Furthermore, my day job as a doctor has taught me that children are closer to the ground, which is one reason why they’re perfect for helping you plant a garden. With this in mind, go online to find the prettiest fruit and vegetables, and head to your local nursery to purchase plants and/or seeds. Then, if you have a space for a garden, get digging! If you don’t have any outside space, it’s worth bearing in mind that you can still grow things like herbs and tomato plants on window sills.

8 Bribes bring bad vibes 

Parents, repeat after me: bribery does not work! Rather than encouraging children to expand their palates, all bribery does is reinforce the whining and tantrums that occur when they want ice cream for dinner. If you tell a child he or she can have ice cream after they eat their vegetables, your kid will remember this bargaining tool, and use it to their advantage. So, instead of bribery, remind your children that they will eat what is on their plates, or wait until the next meal. Relax—they’ll be fine.

## How to complete this task
Summarize the text on children and food in two sentences. These items are unrelated to the text above.

[Referring expression data]
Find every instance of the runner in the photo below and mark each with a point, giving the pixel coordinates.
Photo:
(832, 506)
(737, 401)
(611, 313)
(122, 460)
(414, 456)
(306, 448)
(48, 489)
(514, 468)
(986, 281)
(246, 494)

## Answer for this exercise
The text suggests having children help plant a garden with plants or seeds from a local nursery, and notes that herbs and tomato plants can be grown on window sills when there is no outside space. It also tells parents that bribery does not work and advises them instead to remind children that they will eat what is on their plates or wait until the next meal.